- _Information provided_
□ □ □

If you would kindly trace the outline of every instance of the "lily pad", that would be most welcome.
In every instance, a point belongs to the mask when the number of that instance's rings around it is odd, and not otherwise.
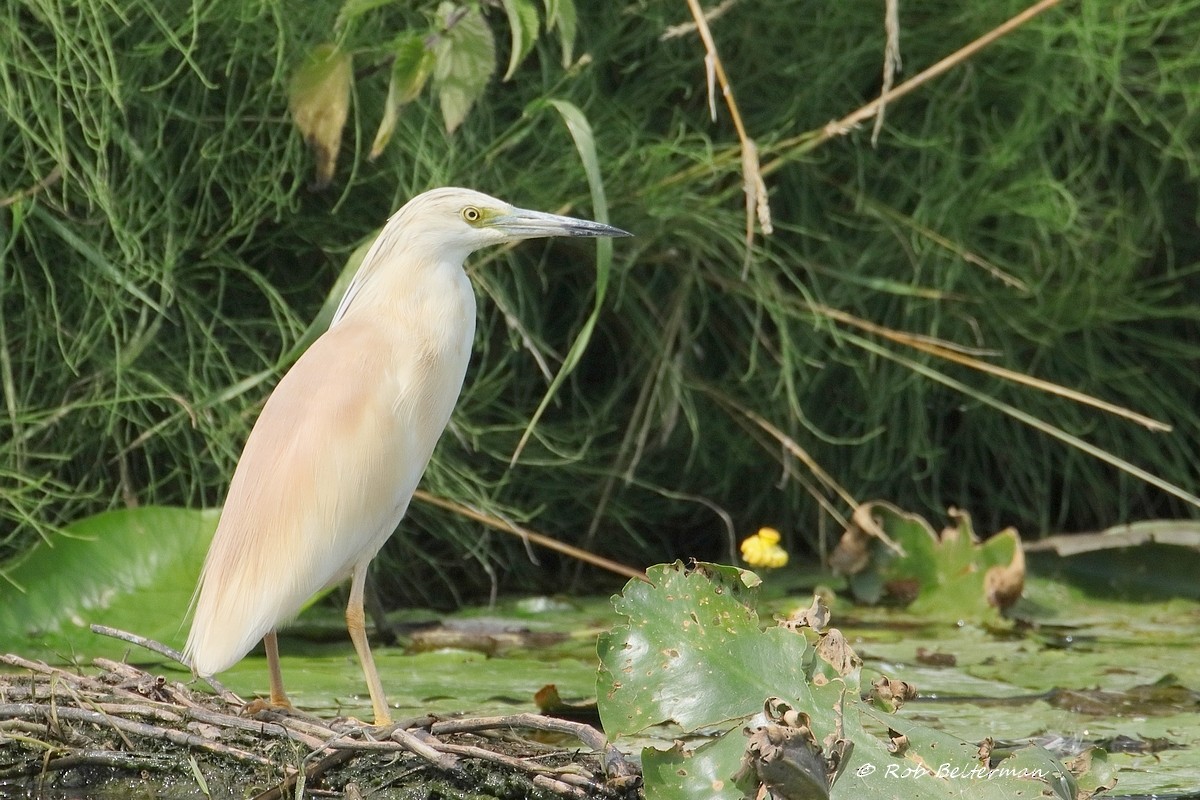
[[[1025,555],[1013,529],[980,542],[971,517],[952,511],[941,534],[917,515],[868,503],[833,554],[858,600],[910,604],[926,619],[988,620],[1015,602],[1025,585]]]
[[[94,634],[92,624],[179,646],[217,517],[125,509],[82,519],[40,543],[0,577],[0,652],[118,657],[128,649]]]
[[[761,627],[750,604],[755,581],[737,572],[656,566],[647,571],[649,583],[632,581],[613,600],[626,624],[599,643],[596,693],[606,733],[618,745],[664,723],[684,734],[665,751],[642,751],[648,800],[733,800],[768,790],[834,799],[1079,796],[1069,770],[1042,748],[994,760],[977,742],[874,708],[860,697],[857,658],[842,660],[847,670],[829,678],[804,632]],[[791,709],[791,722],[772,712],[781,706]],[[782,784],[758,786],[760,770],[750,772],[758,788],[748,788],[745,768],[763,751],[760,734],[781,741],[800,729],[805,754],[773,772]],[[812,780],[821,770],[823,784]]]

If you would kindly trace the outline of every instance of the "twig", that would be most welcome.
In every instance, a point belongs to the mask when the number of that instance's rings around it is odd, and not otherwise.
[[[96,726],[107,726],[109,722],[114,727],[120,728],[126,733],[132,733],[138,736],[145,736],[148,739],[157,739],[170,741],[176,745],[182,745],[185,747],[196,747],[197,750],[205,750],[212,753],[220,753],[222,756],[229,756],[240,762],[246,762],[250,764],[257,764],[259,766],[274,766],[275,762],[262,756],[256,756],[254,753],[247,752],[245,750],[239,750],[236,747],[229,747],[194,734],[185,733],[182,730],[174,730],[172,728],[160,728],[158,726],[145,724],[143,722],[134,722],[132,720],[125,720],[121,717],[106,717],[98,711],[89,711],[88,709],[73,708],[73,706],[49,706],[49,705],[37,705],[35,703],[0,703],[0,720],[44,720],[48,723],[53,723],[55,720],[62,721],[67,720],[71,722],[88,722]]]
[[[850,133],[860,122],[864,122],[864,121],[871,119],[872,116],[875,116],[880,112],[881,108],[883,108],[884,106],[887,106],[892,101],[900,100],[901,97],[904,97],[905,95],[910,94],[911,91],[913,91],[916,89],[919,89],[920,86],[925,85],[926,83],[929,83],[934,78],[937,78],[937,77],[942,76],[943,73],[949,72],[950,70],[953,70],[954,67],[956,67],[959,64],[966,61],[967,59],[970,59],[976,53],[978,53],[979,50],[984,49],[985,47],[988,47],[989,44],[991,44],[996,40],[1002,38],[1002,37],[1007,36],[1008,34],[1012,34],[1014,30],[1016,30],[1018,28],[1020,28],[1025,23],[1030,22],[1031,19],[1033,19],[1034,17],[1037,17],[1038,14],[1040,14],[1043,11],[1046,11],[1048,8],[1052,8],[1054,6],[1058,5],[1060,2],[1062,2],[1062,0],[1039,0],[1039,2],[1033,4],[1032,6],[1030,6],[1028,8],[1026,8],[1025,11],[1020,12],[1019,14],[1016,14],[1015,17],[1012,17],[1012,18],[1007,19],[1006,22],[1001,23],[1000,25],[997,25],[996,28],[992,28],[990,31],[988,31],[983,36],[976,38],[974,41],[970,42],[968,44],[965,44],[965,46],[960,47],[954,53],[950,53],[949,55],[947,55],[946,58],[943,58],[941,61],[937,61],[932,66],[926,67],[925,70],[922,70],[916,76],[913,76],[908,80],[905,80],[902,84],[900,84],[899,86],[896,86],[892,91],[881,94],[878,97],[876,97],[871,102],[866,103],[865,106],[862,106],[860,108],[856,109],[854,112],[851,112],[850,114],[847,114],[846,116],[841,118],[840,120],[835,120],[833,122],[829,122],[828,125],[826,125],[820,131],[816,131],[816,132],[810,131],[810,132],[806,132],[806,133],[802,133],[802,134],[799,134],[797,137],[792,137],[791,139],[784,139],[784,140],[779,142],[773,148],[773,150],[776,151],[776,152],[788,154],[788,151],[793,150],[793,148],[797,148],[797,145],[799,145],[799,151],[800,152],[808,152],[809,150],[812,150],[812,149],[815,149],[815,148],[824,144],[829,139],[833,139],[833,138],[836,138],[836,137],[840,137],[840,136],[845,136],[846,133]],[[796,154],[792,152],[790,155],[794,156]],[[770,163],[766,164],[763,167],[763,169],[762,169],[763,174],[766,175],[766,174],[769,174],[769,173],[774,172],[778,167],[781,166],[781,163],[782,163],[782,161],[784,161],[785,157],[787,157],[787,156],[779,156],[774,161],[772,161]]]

□ □ □

- _To be done_
Pull out every line of the entries above that contains the word "outline", treating uppercase and lowercase letters as different.

- _Result of this task_
If you would kindly trace the outline of every instance of the "lily pad", that would be most welcome.
If you would kindly trace the outline of every instance of the "twig", that would be most welcome.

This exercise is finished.